* THE EXERCISE
Copy the following records line for line, without altering anything.

++++ EXTRACTED INFORMATION ++++

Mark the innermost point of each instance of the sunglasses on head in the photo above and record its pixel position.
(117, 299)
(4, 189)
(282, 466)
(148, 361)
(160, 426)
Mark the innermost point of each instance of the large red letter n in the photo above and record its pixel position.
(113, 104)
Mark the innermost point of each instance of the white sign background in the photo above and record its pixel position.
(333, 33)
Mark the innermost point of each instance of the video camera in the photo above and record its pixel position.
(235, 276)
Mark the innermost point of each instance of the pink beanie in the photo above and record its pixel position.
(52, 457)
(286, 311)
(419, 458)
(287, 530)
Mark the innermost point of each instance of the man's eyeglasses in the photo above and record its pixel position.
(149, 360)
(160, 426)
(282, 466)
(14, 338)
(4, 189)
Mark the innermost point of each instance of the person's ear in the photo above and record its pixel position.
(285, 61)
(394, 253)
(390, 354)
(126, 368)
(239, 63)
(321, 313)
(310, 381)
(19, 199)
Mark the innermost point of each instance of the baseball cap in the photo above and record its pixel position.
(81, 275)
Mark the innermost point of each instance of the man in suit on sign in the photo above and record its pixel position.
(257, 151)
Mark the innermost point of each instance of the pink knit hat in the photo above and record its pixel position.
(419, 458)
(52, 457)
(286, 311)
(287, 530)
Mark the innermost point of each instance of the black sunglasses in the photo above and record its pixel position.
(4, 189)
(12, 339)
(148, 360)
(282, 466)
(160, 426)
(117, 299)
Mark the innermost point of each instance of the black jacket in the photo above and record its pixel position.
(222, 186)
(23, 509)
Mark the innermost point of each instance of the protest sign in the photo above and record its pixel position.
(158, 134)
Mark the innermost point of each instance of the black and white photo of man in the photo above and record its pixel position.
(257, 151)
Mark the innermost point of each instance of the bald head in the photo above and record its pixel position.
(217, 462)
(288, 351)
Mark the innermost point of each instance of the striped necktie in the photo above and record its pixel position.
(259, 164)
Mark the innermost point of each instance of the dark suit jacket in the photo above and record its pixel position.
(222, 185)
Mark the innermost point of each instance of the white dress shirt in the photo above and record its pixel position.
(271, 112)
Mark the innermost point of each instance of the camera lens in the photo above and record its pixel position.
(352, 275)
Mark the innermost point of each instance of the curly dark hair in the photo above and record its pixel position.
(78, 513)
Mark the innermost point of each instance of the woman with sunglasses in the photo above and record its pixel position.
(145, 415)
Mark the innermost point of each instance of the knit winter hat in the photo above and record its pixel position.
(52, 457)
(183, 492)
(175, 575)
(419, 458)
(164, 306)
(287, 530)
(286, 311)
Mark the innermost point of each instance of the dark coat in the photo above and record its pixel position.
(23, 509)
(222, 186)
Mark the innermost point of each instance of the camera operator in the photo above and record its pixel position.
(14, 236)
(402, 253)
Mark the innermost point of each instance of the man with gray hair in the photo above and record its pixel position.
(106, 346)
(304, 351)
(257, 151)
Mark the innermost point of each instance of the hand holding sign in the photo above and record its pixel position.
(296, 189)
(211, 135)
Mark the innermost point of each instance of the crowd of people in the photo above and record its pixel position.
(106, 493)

++++

* COMPLETED TASK
Mark the innermost point of each instance of the sunglasses on head in the photo above and record its pixel position.
(117, 299)
(4, 189)
(282, 466)
(148, 361)
(160, 426)
Mark the innermost point of each instance of the large red letter n in the photo above and record its pixel position.
(113, 104)
Mark the innermost point of each instance of the white sign background in the photo above and record its pixel position.
(333, 33)
Mark the innermost point of each instance of the video camera in the photo above and record its pixel position.
(235, 276)
Mark the innermost point of each instance of the pink beanie in the photo above and record its pixel position.
(52, 457)
(286, 311)
(419, 458)
(287, 530)
Mark the innermost point of each instance of the man's eyeglasses in the photo above and record its pixel position.
(149, 360)
(160, 426)
(282, 466)
(14, 338)
(4, 189)
Mark the innermost point of each instance of the person's ear in the photo above and record its pixel position.
(285, 61)
(394, 253)
(390, 354)
(126, 368)
(239, 63)
(321, 313)
(310, 381)
(19, 199)
Mark the innermost point of each instance of the baseball cap in the photo above and record its pixel position.
(81, 275)
Mark the innermost point of each instance of the man in suit on sign in the photo above and record its pixel position.
(257, 151)
Mark the innermost point of each instance of the pink knit hat in the photo above and record its pixel position.
(419, 458)
(52, 457)
(286, 311)
(287, 530)
Mark the innermost point of each instance of the black sunglasses in the photo above and record its pixel position.
(4, 189)
(12, 339)
(148, 360)
(282, 466)
(160, 426)
(117, 299)
Mark the innermost point of each instance of the black jacket in the photo above and record its pixel position.
(222, 186)
(23, 509)
Mark the innermost point of each instance of the protest sign in the photo above and record its pixel position.
(158, 134)
Mark the innermost point of each instance of the black and white photo of man in the photo above and record its pixel position.
(257, 151)
Mark the innermost point of each instance of the bald head in the photo above and record its pixel position.
(217, 462)
(288, 351)
Mark the innermost point of each instance of the striped necktie in the photo above and record its pixel position.
(259, 164)
Mark the innermost point of each instance of the dark suit jacket in the photo above and record its pixel position.
(222, 185)
Mark the innermost point of each instance of the white dress shirt in the photo above and record its pixel position.
(271, 112)
Mark the innermost point of each instance of the camera lens in the photo above and record its pixel position.
(352, 275)
Mark the innermost point of each instance of the curly dark hair in the photo above and record its pixel position.
(78, 513)
Mark the innermost point of each instance of the woman with sunglasses in the photo above and record its pixel position.
(145, 415)
Mark the innermost point of each instance of the knit winter hat in the photo above and record its pixel position.
(52, 457)
(183, 492)
(175, 575)
(419, 458)
(164, 306)
(287, 530)
(286, 311)
Mark the innermost point of each instance of the dark coat in the photo above and record its pixel position.
(23, 509)
(222, 186)
Mark the innermost point of each instance of the camera operator in the photo above and record its pixel position.
(14, 236)
(402, 253)
Mark the innermost point of each instance of the man with gray hair in the photo above and record its pixel position.
(106, 346)
(304, 351)
(257, 151)
Mark the innermost point of each instance of the hand holding sign in the photo above and record its pixel position.
(296, 189)
(211, 135)
Mark the innermost point of each instance of the crowd of people in the photo above and record its pixel position.
(106, 493)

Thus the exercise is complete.